Perintah Tugas - Tolong lanjutkan ulasan film Three Billboards outside Ebbing, Missouri, mulai setelah kalimat terakhir yang tertera.

Teks Bacaan -
══════
Rabu, 14 Februari 2018

Three Billboards outside Ebbing, Missouri: Lelucon Gelap Sebuah Kota Penuh Birahi

Jika kita menanyakan resep sukses membuat film pada insan perfilman, niscaya akan terungkap beraneka ragam jawaban, mulai dari segi teknis hingga yang bersifat soft skill. Barangkali begitu pula hasilnya jika kita bertanya pada penikmat film tentang ketertarikan mereka pada sebuah tontonan, beragam sudut pandang pun berjatuhan bak tetesan hujan dari langit. Bagi saya sendiri, kurang lebih apa yang saya harapkan dari setiap film yang saya saksikan hanya satu, yaitu tutur cerita yang mangkus (efektif) dalam menyajikan perspektif kepada penonton. Mengapa mangkus? Sebagai penonton, saya ingin menangkap pesan, maksud, perasaan, atau apapun yang ingin disampaikan oleh sang pembuat film tanpa merasa digurui. Pendeknya: saya ingin sebuah film yang menstimulasi proses berpikir, dan saya mendapatkan pengalaman tersebut setelah menyaksikan Three Billboards outside Ebbing, Missouri (2017).
══════
Materi yang Diberikan -

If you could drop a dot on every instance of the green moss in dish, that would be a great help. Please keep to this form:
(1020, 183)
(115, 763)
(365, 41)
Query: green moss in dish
══════
Hasil Latihan -
Peruntungan layar lebar ketiga dari Martin McDonagh (In Bruges, 7 Psychopaths), penulis dan sutradara teater yang juga mulai menjamah layar lebar ini merupakan sebuah lelucon gelap (dark comedy) yang layak disejajarkan dengan karya-karya sineas sekaliber Joel dan Ethan Coen serta Quentin Tarantino. McDonagh sendiri memang termasuk salah satu insan perfilman yang portofolionya patut diikuti sejak kemunculannya di dunia teater akhir tahun 1990-an. Ia bahkan pernah meraih penghargaan Oscar untuk Best Live Action Short Film melalui Six Shooter (2004). Menyimak karya layar lebar McDonagh terdahulu, saya kagum dengan kemampuannya menciptakan karakter yang kuat menancap di kepala penonton, baik dari segi fisik maupun penokohan yang dituturkan melalui sifat dan dialog. Dalam Three Billboards outside Ebbing, Missouri misalnya, penonton akan mendapati hampir seluruh karakter yang berseliweran di layar memiliki sifat dan kehidupan yang menarik.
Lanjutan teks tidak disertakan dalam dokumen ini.